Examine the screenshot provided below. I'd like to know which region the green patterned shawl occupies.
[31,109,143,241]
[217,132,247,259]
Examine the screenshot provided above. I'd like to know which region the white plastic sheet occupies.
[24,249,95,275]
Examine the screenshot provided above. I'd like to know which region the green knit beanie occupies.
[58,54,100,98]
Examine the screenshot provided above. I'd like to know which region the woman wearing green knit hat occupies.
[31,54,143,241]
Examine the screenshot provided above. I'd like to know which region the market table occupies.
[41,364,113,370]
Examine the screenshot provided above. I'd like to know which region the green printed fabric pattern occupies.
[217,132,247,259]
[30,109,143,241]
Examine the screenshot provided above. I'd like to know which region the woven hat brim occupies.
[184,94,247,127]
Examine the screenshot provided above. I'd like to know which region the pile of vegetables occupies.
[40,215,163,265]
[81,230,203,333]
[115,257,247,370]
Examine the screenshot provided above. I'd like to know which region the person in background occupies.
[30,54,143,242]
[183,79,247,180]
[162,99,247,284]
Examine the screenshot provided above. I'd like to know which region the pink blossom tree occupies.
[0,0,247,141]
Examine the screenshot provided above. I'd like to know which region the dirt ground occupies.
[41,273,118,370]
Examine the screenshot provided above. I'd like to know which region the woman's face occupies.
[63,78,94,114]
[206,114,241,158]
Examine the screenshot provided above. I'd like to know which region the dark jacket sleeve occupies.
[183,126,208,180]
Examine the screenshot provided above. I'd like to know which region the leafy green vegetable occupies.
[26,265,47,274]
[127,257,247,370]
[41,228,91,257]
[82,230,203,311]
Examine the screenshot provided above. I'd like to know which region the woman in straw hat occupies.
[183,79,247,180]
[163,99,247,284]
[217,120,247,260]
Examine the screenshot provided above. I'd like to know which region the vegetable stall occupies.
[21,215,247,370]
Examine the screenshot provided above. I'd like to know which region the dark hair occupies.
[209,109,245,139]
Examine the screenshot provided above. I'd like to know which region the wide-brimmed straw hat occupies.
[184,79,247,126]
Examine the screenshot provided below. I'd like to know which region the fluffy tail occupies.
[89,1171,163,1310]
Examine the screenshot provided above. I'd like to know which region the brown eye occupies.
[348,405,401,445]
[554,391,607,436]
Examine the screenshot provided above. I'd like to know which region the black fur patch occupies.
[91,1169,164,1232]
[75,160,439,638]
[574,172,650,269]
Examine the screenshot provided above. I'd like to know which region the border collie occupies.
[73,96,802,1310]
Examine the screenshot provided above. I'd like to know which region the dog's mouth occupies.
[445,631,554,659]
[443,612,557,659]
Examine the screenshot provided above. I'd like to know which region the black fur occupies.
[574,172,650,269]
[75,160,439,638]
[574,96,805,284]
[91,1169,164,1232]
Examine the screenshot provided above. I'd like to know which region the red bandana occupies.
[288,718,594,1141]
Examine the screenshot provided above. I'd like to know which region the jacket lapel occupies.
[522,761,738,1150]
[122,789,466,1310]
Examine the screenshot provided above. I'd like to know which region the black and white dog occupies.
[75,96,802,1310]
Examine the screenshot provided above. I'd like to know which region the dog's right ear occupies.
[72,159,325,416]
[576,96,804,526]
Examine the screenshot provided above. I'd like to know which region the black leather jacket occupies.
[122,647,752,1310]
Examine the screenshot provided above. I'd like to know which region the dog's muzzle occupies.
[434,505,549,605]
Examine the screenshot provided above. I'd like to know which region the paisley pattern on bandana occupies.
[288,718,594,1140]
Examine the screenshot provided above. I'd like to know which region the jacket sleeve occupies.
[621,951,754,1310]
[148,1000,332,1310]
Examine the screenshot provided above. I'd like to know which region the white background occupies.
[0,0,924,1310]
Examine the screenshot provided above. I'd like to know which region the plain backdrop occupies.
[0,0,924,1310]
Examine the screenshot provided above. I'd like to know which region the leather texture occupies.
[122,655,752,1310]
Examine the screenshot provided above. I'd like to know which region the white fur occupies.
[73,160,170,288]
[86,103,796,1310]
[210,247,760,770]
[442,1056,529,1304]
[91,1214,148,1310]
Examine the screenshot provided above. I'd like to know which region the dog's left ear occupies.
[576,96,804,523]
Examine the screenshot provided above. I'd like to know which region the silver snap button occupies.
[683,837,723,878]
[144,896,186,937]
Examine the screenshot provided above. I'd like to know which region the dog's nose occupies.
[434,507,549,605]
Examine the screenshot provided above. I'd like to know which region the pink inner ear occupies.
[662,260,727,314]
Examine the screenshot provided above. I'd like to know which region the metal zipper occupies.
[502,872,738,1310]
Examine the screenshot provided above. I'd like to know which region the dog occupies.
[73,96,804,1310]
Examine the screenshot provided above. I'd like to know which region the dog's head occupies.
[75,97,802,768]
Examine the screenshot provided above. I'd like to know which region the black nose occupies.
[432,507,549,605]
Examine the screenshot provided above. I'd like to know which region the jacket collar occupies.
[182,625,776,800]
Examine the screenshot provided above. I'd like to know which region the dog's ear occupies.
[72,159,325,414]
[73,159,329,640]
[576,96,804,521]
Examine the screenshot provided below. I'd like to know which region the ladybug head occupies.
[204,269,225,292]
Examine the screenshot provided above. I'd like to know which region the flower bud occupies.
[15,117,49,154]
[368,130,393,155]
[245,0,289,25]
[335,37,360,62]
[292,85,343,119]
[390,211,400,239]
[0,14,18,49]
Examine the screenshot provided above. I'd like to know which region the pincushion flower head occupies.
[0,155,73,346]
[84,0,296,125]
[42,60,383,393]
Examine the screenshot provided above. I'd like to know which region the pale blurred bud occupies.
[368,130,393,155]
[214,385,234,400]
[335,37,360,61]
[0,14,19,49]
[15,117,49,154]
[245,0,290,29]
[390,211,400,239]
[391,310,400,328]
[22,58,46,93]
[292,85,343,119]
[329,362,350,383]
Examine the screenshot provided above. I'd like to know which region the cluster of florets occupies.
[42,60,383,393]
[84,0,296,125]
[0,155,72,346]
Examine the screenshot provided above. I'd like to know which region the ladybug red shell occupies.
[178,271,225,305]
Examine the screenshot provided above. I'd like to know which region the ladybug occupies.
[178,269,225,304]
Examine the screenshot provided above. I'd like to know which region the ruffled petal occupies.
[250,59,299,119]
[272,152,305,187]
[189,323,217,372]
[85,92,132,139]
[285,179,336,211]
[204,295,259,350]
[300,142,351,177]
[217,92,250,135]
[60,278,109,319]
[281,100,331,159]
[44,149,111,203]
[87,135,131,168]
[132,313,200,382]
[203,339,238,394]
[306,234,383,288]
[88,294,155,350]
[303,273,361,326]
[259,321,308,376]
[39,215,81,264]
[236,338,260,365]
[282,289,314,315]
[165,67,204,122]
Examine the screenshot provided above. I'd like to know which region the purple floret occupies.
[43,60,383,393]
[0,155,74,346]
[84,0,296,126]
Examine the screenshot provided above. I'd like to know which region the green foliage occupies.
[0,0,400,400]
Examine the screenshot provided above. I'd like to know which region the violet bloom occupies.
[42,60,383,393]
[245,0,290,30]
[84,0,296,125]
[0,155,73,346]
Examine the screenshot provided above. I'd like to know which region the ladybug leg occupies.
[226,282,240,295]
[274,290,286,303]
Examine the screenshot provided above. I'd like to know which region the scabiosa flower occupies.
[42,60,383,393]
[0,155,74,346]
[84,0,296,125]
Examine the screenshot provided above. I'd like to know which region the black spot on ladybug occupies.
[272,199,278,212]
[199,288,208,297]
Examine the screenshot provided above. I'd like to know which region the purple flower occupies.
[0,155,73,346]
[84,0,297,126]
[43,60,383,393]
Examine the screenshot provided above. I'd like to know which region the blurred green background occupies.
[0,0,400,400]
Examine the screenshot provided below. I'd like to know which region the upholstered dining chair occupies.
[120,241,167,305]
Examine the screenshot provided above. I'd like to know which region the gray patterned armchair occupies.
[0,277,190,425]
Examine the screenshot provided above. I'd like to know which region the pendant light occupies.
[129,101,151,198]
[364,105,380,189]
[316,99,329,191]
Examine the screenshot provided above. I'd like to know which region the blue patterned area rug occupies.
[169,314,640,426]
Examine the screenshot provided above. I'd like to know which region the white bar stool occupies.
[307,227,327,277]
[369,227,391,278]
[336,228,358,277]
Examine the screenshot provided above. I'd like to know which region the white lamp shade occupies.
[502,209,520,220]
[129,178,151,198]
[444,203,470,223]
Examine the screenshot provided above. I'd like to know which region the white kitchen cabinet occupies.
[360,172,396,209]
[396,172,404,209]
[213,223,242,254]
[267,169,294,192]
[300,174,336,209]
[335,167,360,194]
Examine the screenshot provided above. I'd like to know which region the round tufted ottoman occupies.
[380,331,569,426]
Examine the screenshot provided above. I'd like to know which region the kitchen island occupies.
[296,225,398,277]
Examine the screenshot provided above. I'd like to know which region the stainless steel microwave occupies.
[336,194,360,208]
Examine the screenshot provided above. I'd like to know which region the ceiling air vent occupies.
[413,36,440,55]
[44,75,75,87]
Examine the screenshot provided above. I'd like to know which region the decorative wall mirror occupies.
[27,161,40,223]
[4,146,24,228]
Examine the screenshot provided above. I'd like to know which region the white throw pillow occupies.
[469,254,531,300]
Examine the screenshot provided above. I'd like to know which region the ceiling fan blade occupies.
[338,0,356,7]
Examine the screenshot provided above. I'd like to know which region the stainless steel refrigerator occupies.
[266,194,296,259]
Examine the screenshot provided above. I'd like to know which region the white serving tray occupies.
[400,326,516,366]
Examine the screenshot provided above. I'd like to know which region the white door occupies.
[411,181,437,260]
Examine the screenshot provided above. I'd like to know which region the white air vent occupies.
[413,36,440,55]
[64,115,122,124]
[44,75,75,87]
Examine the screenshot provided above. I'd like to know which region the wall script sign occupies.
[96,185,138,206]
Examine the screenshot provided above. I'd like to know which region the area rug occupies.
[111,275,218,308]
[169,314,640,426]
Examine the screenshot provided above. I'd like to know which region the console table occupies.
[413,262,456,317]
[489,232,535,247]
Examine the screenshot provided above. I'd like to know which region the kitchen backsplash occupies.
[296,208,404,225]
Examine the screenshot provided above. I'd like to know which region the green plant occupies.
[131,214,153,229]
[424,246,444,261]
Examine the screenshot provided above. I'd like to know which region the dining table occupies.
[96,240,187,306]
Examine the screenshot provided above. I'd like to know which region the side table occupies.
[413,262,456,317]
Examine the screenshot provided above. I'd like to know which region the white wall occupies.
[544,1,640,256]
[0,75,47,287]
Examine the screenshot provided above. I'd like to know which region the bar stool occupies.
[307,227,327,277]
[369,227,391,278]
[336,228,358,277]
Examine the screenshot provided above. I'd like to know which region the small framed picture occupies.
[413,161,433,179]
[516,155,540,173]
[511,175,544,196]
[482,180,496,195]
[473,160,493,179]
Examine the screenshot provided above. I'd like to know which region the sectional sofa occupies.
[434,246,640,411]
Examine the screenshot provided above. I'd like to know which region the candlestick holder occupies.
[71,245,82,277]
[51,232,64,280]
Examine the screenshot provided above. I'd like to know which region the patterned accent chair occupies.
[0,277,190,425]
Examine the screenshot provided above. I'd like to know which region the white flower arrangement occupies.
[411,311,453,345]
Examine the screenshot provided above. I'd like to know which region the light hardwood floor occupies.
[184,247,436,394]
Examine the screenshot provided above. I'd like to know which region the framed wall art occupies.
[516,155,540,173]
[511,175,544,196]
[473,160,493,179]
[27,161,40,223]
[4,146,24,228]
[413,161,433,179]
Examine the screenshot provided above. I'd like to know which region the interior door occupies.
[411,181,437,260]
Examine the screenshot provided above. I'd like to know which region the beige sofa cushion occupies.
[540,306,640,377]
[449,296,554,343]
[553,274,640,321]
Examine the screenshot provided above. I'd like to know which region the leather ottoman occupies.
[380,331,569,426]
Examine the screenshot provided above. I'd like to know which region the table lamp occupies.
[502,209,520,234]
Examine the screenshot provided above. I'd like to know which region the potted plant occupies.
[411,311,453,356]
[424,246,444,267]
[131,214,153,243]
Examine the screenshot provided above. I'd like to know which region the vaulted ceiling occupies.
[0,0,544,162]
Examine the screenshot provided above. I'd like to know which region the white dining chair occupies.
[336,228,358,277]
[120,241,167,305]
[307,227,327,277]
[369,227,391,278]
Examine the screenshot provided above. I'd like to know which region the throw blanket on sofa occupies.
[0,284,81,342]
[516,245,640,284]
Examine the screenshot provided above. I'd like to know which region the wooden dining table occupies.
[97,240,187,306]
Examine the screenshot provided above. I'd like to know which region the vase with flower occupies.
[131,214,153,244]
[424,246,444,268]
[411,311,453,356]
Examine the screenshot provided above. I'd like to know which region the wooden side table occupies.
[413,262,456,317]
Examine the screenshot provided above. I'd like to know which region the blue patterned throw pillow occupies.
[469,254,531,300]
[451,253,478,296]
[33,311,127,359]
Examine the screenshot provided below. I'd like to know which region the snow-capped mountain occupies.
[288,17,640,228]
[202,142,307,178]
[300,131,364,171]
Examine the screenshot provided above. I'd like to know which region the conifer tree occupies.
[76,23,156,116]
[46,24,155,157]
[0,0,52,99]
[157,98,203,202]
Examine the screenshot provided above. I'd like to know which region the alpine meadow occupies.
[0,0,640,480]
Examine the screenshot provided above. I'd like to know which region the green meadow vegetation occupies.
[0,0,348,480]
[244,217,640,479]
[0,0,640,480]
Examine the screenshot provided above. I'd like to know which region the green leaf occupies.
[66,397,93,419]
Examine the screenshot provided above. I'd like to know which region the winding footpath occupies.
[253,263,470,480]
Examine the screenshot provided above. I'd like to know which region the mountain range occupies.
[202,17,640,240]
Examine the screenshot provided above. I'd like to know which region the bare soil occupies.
+===+
▶ **AIM**: Write out the rows again, starting at the line that contains "border collie occupies." and stopping after the line that contains "[443,612,557,659]". Switch "dog's mouth" to "dog's nose" and keep everything else as it is.

▶ **THE SOLUTION**:
Examine the screenshot provided above. I'd like to know which region the border collie occupies.
[73,96,802,1310]
Examine the screenshot provided above. I'd like to know which region the dog's nose occupies.
[445,631,554,659]
[443,612,557,659]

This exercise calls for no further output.